→ Task
Copy all lines below exactly as written. Leave pictures out.

[Records start]

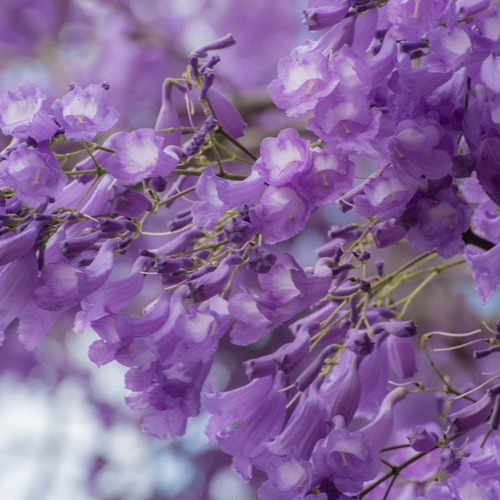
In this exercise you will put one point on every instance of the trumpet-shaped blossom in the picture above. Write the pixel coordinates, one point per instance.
(83, 112)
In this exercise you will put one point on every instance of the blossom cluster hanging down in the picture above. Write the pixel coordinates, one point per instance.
(402, 105)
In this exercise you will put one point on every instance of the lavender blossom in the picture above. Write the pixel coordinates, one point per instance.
(83, 112)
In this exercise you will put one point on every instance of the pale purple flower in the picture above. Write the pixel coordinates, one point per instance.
(289, 478)
(22, 114)
(307, 425)
(19, 278)
(422, 440)
(33, 173)
(346, 458)
(83, 112)
(488, 168)
(280, 214)
(245, 418)
(139, 155)
(379, 430)
(437, 219)
(485, 268)
(301, 83)
(168, 117)
(471, 416)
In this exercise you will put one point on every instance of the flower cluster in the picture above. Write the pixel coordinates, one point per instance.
(182, 220)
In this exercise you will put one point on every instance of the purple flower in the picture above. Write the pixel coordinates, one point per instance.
(33, 173)
(227, 115)
(307, 425)
(450, 460)
(286, 358)
(385, 196)
(251, 323)
(301, 83)
(344, 118)
(15, 245)
(218, 195)
(289, 478)
(485, 268)
(283, 158)
(210, 284)
(421, 150)
(245, 418)
(422, 440)
(346, 458)
(83, 112)
(379, 430)
(401, 329)
(471, 416)
(322, 17)
(19, 278)
(332, 173)
(488, 168)
(359, 342)
(168, 117)
(139, 155)
(22, 114)
(401, 356)
(280, 214)
(437, 220)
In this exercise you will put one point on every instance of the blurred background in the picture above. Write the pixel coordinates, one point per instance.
(65, 429)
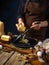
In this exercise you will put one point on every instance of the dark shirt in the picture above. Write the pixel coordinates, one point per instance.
(21, 13)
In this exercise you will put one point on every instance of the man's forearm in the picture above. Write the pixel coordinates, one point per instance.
(44, 24)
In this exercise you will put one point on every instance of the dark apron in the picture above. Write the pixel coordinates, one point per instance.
(35, 12)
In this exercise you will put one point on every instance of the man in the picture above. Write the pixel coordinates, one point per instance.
(33, 14)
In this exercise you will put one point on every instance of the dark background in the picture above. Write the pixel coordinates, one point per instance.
(8, 14)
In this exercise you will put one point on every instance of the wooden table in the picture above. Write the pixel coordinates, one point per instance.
(11, 58)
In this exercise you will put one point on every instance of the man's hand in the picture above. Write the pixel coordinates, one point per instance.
(35, 25)
(20, 25)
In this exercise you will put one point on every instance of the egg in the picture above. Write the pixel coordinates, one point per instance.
(1, 46)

[Records end]

→ Correct response
In this exercise you will put one point on every instance of the trumpet-shaped blossom in the picture above. Write the pixel coordinates, one point per instance.
(83, 112)
In this exercise you will put one point on every instance of the blossom cluster hanging down in the picture above. Write the pixel coordinates, one point per instance.
(402, 105)
In this exercise you will put one point on every instance of the lavender blossom in the picture above. Write the pixel coordinates, one point per instance.
(83, 112)
In this exercise you will put one point on every instance of the pale purple flower in the picture above. Write the pixel coordinates, one point per instance.
(289, 478)
(22, 114)
(307, 425)
(19, 278)
(422, 440)
(33, 173)
(346, 458)
(83, 112)
(488, 168)
(280, 214)
(245, 418)
(139, 155)
(379, 430)
(437, 219)
(485, 268)
(301, 83)
(168, 117)
(471, 416)
In this exercise you will put one point on every instance of the flower cluster in the picture above. Write the pixel coordinates, one point per instance.
(182, 220)
In this exercise you will put one point on every instance of the purple flower in the picture above. Write the pixel coordinates, one point per instance.
(33, 173)
(227, 115)
(307, 425)
(450, 460)
(286, 358)
(385, 196)
(251, 323)
(301, 83)
(344, 118)
(15, 245)
(218, 195)
(289, 478)
(485, 268)
(283, 158)
(210, 284)
(421, 150)
(245, 418)
(422, 440)
(346, 458)
(83, 112)
(379, 430)
(401, 329)
(471, 416)
(322, 17)
(19, 278)
(332, 173)
(488, 168)
(359, 342)
(168, 117)
(139, 155)
(22, 114)
(401, 356)
(280, 214)
(437, 220)
In this exercise you will put one point on every instance of the blurred background in the picture above. Write the pixel coordinates, one point per instance.
(65, 429)
In this exercise you will put one point on every instance of the dark shirt in the picture above. Write the pixel coordinates, one point per instance.
(21, 13)
In this exercise you will put one point on every instance of the man's forearm in the picture above. Write the pixel coordinates, one point per instance.
(44, 24)
In this exercise you will put one point on every instance of the dark apron in the picture above. Write the pixel coordinates, one point per instance.
(35, 12)
In this exercise you will put one point on every instance of the man in the picture above. Write the pixel coordinates, one point per instance.
(33, 14)
In this exercise you will put one point on every instance of the dark background in the picture above. Write the pixel coordinates, one point per instance.
(8, 14)
In this exercise you will put one point on every instance of the wooden table in the picture above. Write the pixel coordinates, one point per instance.
(11, 58)
In this exercise you will put one point on every instance of the man's hand in the picture above. Write the pixel coordinates, one point per instance.
(35, 25)
(20, 25)
In this exercise you will put one point on every instance of the egg in the picture above. Write the pixel coordinates, one point per instance.
(1, 46)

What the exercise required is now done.